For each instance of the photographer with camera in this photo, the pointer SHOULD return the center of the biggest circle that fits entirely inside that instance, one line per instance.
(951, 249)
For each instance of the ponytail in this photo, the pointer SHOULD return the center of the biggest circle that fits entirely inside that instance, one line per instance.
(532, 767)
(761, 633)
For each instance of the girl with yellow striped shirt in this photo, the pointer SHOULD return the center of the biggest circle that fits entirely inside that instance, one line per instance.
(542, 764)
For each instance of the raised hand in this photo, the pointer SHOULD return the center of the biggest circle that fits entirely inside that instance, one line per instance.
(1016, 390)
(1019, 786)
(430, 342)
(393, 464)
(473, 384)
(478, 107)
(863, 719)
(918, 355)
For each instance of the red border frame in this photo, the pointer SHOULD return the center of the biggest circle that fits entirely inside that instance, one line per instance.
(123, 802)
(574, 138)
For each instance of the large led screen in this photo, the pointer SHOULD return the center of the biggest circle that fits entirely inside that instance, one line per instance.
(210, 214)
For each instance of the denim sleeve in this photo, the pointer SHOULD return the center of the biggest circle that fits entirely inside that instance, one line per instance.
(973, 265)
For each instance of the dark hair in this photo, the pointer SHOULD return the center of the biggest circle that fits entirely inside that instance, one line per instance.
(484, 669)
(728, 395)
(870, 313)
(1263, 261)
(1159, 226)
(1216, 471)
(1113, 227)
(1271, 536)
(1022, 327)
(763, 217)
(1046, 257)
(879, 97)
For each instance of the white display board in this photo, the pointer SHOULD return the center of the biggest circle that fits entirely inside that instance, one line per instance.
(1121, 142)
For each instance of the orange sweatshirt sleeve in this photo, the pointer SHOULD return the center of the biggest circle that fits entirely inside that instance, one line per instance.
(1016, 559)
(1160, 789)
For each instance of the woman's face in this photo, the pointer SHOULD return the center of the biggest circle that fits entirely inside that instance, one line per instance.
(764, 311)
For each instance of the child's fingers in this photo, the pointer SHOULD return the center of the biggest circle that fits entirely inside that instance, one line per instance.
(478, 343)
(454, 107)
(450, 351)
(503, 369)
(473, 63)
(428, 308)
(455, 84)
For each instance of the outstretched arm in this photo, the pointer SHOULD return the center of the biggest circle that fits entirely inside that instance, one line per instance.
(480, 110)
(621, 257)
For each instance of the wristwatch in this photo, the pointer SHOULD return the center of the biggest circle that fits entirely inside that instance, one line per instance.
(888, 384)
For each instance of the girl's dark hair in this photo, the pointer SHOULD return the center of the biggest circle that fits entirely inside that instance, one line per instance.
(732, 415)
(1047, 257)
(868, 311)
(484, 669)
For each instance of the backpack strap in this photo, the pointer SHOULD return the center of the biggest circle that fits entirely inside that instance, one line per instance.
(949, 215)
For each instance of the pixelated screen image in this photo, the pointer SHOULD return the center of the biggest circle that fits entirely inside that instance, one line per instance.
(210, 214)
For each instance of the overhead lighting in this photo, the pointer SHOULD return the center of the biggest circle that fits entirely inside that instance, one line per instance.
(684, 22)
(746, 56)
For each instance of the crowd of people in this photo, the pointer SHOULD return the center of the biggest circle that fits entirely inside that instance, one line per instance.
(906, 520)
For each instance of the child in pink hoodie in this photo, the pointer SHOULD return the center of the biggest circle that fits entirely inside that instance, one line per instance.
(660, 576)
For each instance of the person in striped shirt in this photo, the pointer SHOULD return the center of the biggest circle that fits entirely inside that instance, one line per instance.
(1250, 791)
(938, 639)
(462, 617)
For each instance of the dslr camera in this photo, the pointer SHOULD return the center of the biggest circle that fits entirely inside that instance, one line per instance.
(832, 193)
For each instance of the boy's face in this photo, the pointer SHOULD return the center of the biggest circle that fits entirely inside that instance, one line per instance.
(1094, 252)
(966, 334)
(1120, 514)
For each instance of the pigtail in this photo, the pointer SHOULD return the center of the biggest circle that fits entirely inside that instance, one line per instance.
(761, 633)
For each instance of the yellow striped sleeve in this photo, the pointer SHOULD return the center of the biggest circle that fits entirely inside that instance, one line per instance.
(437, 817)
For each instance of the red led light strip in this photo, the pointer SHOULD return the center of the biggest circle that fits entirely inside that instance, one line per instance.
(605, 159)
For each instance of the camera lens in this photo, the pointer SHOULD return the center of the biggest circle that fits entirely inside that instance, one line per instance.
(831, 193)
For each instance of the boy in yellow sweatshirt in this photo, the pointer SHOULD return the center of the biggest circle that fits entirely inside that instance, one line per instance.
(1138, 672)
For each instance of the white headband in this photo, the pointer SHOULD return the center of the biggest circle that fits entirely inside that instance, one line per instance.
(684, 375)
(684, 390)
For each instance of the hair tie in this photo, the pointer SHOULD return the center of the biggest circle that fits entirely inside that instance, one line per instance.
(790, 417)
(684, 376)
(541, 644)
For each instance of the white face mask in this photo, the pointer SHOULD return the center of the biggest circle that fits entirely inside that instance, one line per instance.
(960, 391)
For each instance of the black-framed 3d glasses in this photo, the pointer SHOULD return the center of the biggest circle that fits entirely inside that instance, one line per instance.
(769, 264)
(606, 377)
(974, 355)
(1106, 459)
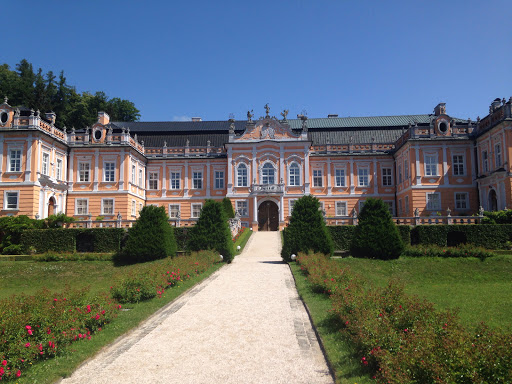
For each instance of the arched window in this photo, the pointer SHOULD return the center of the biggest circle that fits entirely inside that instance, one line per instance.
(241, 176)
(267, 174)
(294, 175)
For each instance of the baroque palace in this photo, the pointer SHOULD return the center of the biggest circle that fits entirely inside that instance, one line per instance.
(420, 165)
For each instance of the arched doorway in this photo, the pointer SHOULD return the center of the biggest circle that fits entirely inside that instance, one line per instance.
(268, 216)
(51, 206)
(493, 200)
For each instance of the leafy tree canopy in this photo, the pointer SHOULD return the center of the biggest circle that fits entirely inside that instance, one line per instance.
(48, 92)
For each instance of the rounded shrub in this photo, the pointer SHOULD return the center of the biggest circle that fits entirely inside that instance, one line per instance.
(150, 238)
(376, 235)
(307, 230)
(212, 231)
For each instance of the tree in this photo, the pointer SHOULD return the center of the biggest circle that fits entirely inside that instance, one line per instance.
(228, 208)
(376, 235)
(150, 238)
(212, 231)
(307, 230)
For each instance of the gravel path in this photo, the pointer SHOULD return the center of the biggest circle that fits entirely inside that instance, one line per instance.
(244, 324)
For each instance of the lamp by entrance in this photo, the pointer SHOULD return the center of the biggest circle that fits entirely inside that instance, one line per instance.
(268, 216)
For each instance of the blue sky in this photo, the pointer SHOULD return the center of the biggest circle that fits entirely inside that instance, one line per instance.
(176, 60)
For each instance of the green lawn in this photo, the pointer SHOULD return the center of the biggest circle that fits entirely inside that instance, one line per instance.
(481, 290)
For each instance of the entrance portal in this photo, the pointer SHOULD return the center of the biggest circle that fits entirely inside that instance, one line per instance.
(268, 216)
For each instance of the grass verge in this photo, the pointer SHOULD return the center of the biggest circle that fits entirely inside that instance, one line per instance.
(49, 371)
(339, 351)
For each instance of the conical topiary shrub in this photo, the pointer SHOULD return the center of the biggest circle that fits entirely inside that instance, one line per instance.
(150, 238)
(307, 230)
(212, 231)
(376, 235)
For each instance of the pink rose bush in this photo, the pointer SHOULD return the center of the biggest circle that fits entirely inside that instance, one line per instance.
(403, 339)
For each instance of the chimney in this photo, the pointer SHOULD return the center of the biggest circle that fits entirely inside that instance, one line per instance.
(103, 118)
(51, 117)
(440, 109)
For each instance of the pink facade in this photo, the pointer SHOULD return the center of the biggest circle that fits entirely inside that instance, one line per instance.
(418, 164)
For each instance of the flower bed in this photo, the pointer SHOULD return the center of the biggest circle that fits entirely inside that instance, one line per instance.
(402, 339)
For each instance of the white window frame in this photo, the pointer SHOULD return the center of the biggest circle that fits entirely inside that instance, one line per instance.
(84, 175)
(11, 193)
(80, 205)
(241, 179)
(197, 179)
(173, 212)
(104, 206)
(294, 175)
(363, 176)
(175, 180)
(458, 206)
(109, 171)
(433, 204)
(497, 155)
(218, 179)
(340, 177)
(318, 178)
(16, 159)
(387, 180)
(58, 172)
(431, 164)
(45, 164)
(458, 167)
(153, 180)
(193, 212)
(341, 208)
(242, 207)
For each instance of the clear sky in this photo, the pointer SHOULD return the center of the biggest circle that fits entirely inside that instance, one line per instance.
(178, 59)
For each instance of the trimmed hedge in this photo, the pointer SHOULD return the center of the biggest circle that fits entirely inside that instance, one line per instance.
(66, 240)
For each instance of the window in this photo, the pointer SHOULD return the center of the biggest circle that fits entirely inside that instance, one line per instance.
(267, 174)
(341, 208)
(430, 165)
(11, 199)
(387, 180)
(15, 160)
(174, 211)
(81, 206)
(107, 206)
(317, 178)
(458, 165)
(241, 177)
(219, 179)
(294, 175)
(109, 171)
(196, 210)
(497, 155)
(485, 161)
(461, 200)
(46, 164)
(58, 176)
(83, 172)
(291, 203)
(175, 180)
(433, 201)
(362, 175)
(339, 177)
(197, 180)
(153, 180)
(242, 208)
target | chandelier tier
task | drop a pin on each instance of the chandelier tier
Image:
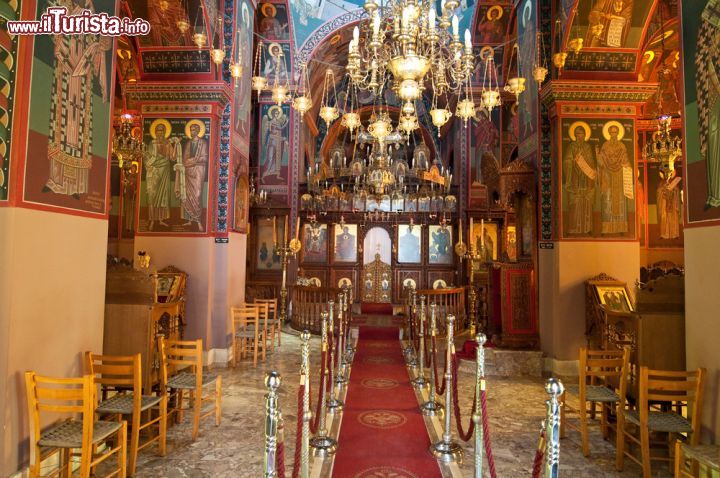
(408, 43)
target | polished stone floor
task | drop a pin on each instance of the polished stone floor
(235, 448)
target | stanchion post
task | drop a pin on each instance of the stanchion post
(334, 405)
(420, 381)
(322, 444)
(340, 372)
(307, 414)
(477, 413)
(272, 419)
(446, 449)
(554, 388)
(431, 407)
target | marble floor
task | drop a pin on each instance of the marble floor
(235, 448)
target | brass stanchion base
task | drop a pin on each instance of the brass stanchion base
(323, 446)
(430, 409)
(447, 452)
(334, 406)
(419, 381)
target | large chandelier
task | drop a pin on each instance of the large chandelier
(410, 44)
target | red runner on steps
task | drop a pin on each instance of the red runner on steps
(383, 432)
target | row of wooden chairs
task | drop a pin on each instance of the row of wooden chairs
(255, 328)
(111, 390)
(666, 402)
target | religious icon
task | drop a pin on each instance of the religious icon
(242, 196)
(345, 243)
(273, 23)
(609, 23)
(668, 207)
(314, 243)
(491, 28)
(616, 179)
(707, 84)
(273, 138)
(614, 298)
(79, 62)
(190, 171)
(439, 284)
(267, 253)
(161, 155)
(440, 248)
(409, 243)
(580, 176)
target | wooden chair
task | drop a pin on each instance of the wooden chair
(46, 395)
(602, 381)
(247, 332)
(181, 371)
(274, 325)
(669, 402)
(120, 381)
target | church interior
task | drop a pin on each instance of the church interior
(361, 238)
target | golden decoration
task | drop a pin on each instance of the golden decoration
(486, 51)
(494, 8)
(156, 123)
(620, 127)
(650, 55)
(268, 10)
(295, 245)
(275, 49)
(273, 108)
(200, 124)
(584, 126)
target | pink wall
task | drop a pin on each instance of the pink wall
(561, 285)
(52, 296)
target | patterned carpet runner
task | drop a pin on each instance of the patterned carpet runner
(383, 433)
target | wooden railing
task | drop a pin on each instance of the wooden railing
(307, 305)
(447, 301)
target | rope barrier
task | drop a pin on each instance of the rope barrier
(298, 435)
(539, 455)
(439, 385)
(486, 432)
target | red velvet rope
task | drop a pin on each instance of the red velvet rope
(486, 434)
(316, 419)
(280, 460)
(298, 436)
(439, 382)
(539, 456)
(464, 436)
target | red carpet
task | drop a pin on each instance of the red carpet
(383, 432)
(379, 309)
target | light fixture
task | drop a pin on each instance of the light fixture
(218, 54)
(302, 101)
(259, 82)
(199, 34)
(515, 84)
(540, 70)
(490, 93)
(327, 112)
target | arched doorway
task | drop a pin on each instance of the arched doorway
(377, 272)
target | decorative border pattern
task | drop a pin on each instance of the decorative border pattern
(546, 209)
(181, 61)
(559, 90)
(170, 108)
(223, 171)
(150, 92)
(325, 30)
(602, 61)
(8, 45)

===

Duplicate the data starting at the line that contains "target | golden decoration" and continuing through the end of the data, with both ends included.

target | golden decoration
task | drop a pin on each instance of the golden decoration
(486, 51)
(494, 8)
(156, 123)
(620, 127)
(650, 55)
(268, 10)
(295, 245)
(275, 49)
(273, 108)
(200, 124)
(584, 126)
target | pink wall
task | drop a pin on each instance of the pink wall
(561, 285)
(52, 296)
target | patterned carpet runner
task | drop a pin on each instance of the patterned carpet runner
(383, 433)
target | wooden railing
task | drop a pin on each instance of the wooden railing
(307, 305)
(447, 301)
target | rope barrier
task | drop a pin on each instance of the rope barrier
(298, 435)
(539, 455)
(439, 385)
(486, 432)
target | red velvet rope
task | drop a pin on each instance of the red velvet rope
(486, 434)
(316, 419)
(280, 460)
(298, 436)
(439, 382)
(539, 456)
(464, 436)
target | red carpet
task | drop a pin on each instance of the red carpet
(383, 432)
(379, 309)
target | light fixture
task | drop a pin on each instance of the light fixture
(218, 54)
(302, 101)
(259, 82)
(199, 34)
(515, 84)
(540, 70)
(490, 93)
(327, 112)
target | arched doorway
task | drop a pin on each instance of the arched doorway
(377, 272)
target | decorative border pattern
task | drop a pin on each instance of the decorative border pattern
(546, 209)
(181, 61)
(559, 90)
(170, 108)
(223, 171)
(150, 92)
(325, 30)
(602, 61)
(8, 45)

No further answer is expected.